#### Instruction a:
Rewrite the entries from the line containing "Where can the grassy" through the end of the entries, replacing "open laptop" with "closed laptop" and leaving everything else unchanged.
------ Excerpt provided ------
The n attribute is used with both <author> and <imprint> elements to supply a six-letter code identifying the author or imprint concerned. The values used should be unique across the corpus, but this is not validated by the current release of the DTD.

For published texts at least one <imprint> element is supplied, containing the following elements in the order given:

<publisher>
name of a publisher.
<pubPlace>
place of publication.
<date>
date of publication of the edition transcribed, usually given in normalized format. Note that this may not be the same as the date specified by the <creation> element. Attributes include:

value
specifies standard value for this date in ISO 8601 format

The following example demonstrates how these elements are used to record bibliographic details for a typical book:

<biblStruct default="NO">
          <monogr>
            <title>Matrices and engineering dynamics. </title>
            <author n="SimpsA1">Simpson, A</author>
            <author n="CollaA1">Collar, A R</author>
            <imprint n="ELLISH1">
              <publisher>Ellis Horwood Ltd</publisher>
              <pubPlace>Chichester</pubPlace>
              <date value="1987">1987</date>
            </imprint>
            <biblScope type="pp">11-195</biblScope>
          </monogr>
        </biblStruct>

The following example is typical of the case where a collection of newspaper pages has been treated as a single text:

<biblStruct default="NO">
          <monogr>
            <title>Belfast Telegraph: Business section.</title>
            <imprint>
              <publisher>u.p.</publisher>
            </imprint>
          </monogr>
        </biblStruct>

Where `series' information is available for a given title, this is not normally tagged distinctly. Instead the series title is given as part of the monographic title, usually preceded by a colon.

5.2. The encoding description

The second major component of the TEI header is the encoding description (<encodingDesc>). This contains information about the relationship between an encoded text and its original source and describes the editorial and other principles employed throughout the corpus. It also contains reference information used throughout the corpus.

The standard TEI <encodingDesc> element has the following six components:

<projectDesc>
describes in detail the purpose for which an electronic file was encoded, together with any other relevant information concerning the process by which it was assembled or collected.
------ Given information ------
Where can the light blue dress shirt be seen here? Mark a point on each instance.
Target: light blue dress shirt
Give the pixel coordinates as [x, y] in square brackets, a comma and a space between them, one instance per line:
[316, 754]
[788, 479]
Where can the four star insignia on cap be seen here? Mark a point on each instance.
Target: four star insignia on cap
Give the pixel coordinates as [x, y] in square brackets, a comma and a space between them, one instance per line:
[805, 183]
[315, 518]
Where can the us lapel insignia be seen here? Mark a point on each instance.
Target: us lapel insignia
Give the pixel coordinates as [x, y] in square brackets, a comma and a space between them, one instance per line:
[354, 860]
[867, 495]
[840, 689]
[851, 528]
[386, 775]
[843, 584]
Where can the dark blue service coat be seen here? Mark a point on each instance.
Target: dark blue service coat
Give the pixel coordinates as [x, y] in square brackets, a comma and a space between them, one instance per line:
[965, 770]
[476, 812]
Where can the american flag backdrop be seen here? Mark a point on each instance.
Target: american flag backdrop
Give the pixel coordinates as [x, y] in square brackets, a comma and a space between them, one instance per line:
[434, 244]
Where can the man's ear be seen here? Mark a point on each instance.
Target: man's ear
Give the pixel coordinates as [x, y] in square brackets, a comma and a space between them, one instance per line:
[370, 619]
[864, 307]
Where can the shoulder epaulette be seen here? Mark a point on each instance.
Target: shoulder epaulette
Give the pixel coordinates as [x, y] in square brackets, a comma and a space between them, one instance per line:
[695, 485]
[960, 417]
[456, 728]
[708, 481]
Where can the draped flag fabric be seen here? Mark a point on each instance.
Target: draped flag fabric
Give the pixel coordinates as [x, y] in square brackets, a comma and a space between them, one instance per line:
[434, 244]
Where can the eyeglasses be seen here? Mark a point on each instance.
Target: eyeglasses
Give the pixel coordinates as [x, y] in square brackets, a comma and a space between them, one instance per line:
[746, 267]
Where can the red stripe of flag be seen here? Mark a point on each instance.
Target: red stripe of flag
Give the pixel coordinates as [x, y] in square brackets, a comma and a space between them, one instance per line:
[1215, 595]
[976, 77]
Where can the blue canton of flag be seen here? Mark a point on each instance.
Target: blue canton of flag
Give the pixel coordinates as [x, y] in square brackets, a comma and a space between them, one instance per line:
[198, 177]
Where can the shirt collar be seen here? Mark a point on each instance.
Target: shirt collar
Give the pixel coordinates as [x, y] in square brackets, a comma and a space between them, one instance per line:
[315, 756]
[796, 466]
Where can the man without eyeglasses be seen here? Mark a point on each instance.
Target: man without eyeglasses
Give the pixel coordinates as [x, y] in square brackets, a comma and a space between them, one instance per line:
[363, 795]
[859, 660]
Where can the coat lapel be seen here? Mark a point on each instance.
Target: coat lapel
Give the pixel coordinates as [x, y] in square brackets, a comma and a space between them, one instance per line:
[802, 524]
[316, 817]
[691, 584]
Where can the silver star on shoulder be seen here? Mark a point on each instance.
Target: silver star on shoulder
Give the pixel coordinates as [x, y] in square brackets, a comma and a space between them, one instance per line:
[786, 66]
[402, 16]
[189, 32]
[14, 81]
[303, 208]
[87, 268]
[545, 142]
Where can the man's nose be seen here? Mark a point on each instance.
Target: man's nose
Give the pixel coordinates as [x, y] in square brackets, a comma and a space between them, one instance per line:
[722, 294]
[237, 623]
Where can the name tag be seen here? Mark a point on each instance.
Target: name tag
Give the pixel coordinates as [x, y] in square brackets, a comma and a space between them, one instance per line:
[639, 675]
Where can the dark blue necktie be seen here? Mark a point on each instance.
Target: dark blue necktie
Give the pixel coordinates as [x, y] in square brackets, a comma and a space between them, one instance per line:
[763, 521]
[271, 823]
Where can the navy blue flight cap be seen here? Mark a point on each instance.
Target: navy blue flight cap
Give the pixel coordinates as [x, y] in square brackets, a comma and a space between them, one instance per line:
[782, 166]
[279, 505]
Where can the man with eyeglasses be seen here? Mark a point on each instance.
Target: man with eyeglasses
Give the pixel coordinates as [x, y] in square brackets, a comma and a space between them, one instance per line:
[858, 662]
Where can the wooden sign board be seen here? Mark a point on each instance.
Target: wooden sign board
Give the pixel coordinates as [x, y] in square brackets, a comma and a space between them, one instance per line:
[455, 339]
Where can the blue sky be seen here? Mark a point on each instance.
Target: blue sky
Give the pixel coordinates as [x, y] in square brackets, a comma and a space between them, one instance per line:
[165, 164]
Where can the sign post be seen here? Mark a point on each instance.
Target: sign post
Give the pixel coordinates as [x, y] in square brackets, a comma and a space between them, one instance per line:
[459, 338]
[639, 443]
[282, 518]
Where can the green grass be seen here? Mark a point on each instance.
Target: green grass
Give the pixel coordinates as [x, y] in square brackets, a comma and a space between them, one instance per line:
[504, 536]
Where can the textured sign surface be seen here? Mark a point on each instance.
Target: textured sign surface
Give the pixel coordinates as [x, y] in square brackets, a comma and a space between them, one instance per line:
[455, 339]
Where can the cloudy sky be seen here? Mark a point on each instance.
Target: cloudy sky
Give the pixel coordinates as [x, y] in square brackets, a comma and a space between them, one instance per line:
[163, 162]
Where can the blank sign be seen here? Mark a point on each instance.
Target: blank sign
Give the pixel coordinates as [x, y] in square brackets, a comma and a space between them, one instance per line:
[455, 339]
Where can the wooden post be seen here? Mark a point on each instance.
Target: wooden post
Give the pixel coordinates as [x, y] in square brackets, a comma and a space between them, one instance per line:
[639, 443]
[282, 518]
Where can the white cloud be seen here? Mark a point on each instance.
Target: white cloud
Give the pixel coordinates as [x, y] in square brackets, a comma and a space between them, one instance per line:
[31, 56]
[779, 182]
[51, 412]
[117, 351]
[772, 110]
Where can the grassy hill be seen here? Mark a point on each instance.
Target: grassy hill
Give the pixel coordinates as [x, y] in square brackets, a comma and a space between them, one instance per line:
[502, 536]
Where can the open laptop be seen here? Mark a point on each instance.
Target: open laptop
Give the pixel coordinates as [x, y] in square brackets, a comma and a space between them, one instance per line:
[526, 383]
------
#### Instruction b:
From the excerpt on TEI header markup, extract everything from "5.2. The encoding" through "used throughout the corpus.".

#### Complete output a:
Where can the grassy hill be seen here? Mark a point on each instance.
Target: grassy hill
Give the pixel coordinates as [x, y] in square brackets, a comma and a space between them, one instance per line:
[502, 536]
Where can the closed laptop be seen here? Mark a point on each instance.
Target: closed laptop
Give the pixel coordinates as [x, y] in square brackets, a comma and a space between them, one instance per line:
[526, 383]

#### Complete output b:
5.2. The encoding description

The second major component of the TEI header is the encoding description (<encodingDesc>). This contains information about the relationship between an encoded text and its original source and describes the editorial and other principles employed throughout the corpus. It also contains reference information used throughout the corpus.